_GOAL OF THE EXERCISE_: Set down a word-for-word copy of the data below, limited to the lines from the first through the line with "target | coconut tree trunk".

*** Block opens ***

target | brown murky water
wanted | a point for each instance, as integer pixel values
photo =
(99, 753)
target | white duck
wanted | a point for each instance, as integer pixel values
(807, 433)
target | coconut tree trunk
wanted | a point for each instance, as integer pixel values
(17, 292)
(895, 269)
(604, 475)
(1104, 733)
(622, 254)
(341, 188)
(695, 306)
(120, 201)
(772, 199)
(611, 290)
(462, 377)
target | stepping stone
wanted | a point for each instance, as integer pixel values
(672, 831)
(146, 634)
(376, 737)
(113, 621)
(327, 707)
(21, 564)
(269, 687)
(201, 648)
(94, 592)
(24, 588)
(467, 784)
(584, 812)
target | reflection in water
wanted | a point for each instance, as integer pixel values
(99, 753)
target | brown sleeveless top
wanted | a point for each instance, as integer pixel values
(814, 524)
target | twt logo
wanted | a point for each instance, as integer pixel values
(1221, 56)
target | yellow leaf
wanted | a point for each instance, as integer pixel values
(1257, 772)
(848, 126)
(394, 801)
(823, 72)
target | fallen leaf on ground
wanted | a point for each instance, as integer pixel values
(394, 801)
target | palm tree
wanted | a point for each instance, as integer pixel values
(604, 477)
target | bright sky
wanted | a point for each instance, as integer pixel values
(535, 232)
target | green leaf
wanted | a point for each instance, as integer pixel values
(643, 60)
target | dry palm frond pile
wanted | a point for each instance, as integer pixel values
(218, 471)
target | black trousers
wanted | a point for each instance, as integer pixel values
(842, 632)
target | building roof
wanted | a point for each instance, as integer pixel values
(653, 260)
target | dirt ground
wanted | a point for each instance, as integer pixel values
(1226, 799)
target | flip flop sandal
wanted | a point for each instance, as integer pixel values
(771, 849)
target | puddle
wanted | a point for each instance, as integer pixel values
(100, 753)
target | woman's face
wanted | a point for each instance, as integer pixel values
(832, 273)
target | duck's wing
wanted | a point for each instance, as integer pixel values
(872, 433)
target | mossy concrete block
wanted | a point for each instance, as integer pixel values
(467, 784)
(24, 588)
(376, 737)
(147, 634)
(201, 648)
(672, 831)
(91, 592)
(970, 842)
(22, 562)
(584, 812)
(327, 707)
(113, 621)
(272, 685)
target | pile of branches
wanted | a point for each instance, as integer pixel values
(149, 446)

*** Block closes ***

_YOUR RESPONSE_:
target | brown murky water
wanted | a point for each instance, as integer pixel values
photo =
(99, 753)
target | white duck
wanted | a point for each instance, as integer pixel values
(807, 433)
target | coconut tree trunk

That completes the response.